For the records that follow, please set down exactly the lines between the one holding "x=509, y=122" and the one holding "Target: silver metal skin", inclusive, and only those.

┏━━

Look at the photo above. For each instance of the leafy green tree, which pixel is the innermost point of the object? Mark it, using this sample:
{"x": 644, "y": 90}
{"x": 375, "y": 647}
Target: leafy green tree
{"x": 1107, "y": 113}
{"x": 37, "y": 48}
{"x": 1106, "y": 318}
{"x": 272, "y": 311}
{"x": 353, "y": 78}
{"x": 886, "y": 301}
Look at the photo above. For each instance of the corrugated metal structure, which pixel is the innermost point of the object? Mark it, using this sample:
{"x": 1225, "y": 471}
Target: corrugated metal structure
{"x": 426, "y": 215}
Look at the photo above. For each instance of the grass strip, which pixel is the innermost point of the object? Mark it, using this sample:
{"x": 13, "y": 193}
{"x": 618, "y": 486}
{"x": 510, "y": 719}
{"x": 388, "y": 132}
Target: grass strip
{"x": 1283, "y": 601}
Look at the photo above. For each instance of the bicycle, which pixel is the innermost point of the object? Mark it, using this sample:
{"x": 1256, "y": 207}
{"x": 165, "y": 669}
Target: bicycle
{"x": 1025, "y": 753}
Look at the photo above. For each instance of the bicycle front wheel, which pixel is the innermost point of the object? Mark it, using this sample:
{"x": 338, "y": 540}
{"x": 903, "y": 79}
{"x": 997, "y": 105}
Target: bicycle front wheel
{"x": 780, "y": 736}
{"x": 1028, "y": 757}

┗━━
┏━━

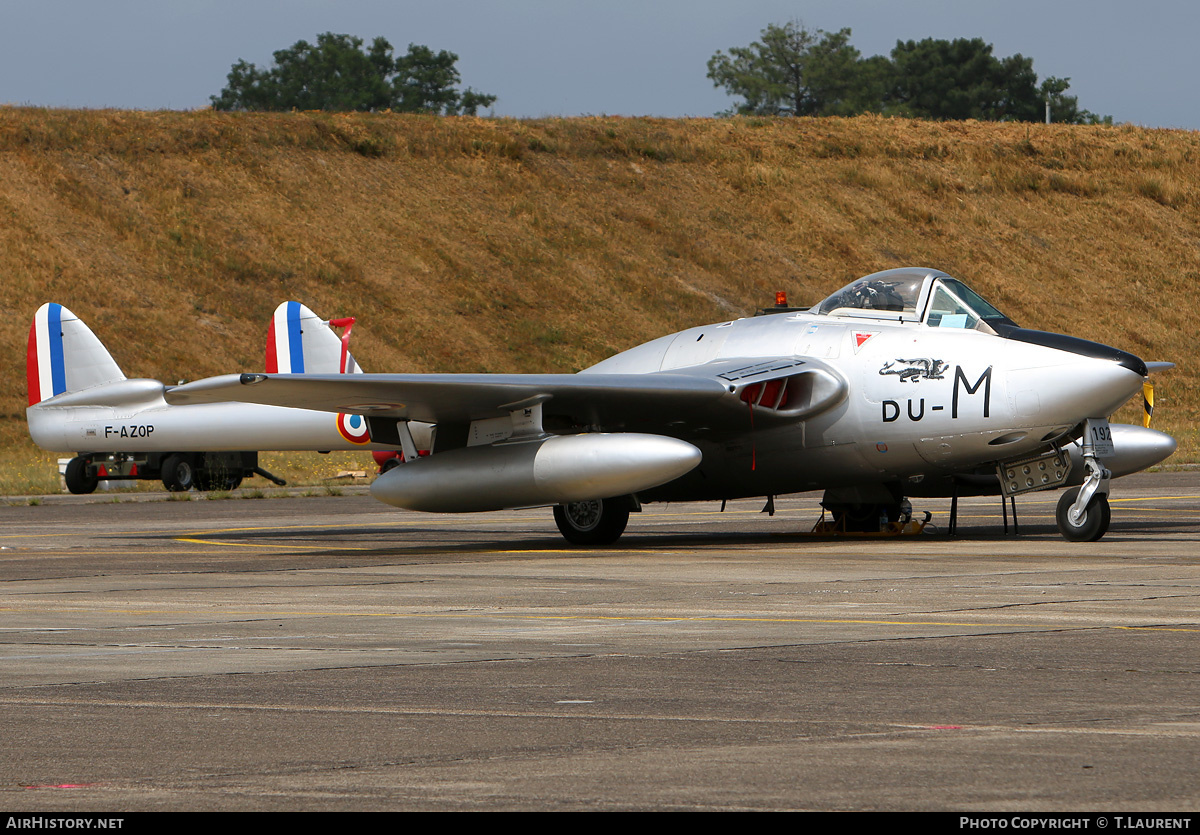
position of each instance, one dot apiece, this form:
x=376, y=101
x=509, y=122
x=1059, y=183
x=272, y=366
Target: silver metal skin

┗━━

• YOUR RESPONSE:
x=509, y=122
x=1059, y=183
x=272, y=366
Target: silver metal skin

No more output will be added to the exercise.